[Outline annotations for objects]
|---|
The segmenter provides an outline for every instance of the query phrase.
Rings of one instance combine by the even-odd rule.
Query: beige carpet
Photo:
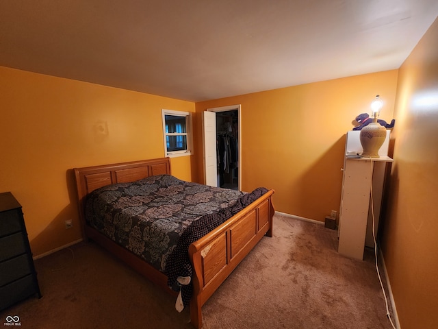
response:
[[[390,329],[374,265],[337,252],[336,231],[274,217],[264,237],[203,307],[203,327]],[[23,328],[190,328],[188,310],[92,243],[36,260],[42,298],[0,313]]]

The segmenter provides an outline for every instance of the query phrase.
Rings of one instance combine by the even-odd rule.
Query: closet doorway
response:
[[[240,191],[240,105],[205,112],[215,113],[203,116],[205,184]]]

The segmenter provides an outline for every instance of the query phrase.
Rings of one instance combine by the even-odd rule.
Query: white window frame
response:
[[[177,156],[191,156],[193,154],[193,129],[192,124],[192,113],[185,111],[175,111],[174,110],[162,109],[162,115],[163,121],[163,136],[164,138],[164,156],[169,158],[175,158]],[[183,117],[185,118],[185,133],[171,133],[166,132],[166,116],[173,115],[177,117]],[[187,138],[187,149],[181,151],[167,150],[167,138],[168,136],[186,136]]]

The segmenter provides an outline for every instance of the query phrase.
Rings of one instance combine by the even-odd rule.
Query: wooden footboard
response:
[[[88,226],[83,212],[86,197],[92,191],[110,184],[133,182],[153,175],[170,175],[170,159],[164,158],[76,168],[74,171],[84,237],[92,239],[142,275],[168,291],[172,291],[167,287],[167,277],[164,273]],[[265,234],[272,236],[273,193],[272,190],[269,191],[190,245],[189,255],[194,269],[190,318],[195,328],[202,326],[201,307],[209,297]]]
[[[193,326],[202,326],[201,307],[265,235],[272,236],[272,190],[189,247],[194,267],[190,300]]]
|---|
Job
Render every line of the data above as a Markdown table with the columns "Row" and "Line", skipping blank lines. Leave the pictures out of the answer.

Answer to this problem
| Row | Line |
|---|---|
| 1 | The segmenter provides an outline for every instance of the query phrase. |
| 2 | Rings of one instance combine by the even-odd rule. |
| 3 | Query: beige carpet |
| 4 | Photo: |
| 5 | response: |
| 6 | [[[390,329],[374,265],[337,252],[336,231],[274,217],[264,237],[203,307],[203,327]],[[23,328],[190,328],[188,310],[92,243],[36,260],[42,298],[0,313]]] |
| 7 | The segmenter provides an outline for every instance of the query phrase. |
| 8 | Rings of one instance combine by the even-odd rule. |
| 9 | Query: closet doorway |
| 10 | response: |
| 11 | [[[240,191],[240,105],[205,112],[215,113],[203,116],[205,184]]] |
| 12 | The segmenter provides an outline for every instance of the query phrase. |
| 13 | Rings of one instance combine by the even-odd rule. |
| 14 | Query: white window frame |
| 15 | response: |
| 16 | [[[177,156],[191,156],[193,154],[193,129],[192,124],[192,113],[185,111],[175,111],[174,110],[162,109],[162,115],[163,121],[163,136],[164,138],[164,156],[169,158],[175,158]],[[183,117],[185,118],[185,133],[171,133],[166,132],[166,116],[173,115],[177,117]],[[187,138],[187,149],[181,151],[167,150],[167,138],[168,136],[186,136]]] |
| 17 | The segmenter provides an outline for every instance of the query phrase. |
| 18 | Rings of one instance combine by the even-odd rule. |
| 19 | Query: wooden footboard |
| 20 | response: |
| 21 | [[[88,226],[83,212],[86,197],[92,191],[110,184],[133,182],[153,175],[170,175],[170,159],[164,158],[76,168],[74,171],[84,237],[92,239],[142,275],[168,291],[172,291],[167,287],[167,277],[164,273]],[[265,234],[272,236],[273,193],[272,190],[269,191],[190,245],[189,255],[194,269],[190,318],[195,328],[202,326],[201,307],[209,297]]] |
| 22 | [[[193,326],[202,326],[201,307],[265,235],[272,236],[272,190],[189,247],[194,267],[190,300]]] |